- **What needs to be done**
Rewrite all the rows below, including their request text, and multiply every pixel coordinate in the answers by 1.2, rounding each result to a whole number with halves rounded up. Leave the pictures out.
══════
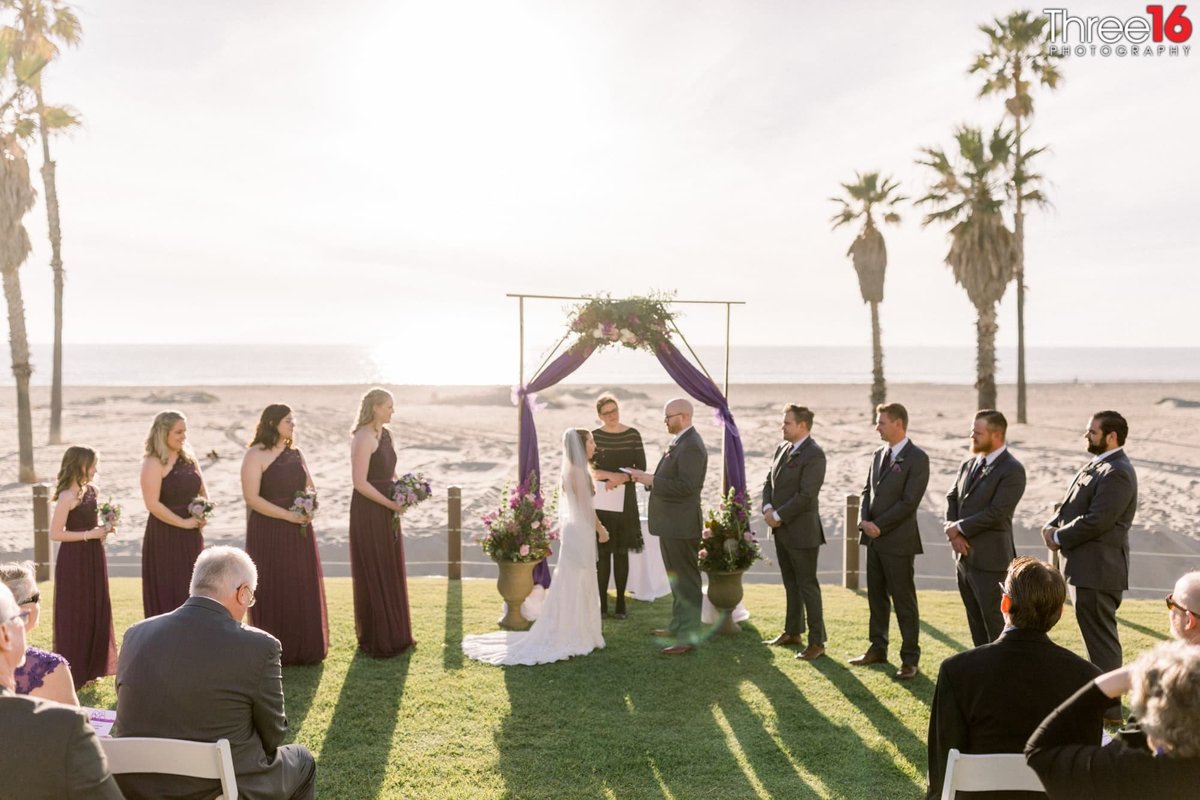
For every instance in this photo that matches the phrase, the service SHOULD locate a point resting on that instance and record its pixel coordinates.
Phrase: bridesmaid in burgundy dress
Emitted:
(377, 548)
(171, 480)
(83, 612)
(291, 587)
══════
- **Response**
For every instance in this photo that matches the phrase, the service SHOULD locate a point resting on that instance and record its pixel coordinates.
Phrase: bridesmaid in burgundy dress
Emitted:
(452, 658)
(205, 576)
(100, 734)
(349, 704)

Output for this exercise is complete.